Copy every one of the items below line for line, with no changes.

------ THE DATA

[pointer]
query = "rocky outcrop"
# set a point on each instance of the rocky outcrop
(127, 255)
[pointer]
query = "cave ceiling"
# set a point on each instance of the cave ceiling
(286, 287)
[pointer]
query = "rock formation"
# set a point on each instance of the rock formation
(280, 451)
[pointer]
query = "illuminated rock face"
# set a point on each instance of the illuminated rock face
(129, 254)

------------

**WORKED SOLUTION:**
[pointer]
query = "rocky outcrop"
# set a point on each instance of the rocky outcrop
(127, 255)
[pointer]
query = "cave ceiling"
# set a point on each instance of the cave ceiling
(286, 287)
[pointer]
query = "rock formation"
# set a point on each instance of the rock formation
(280, 451)
[pointer]
query = "illuminated rock face"
# set a point on each instance of the illuminated rock face
(129, 254)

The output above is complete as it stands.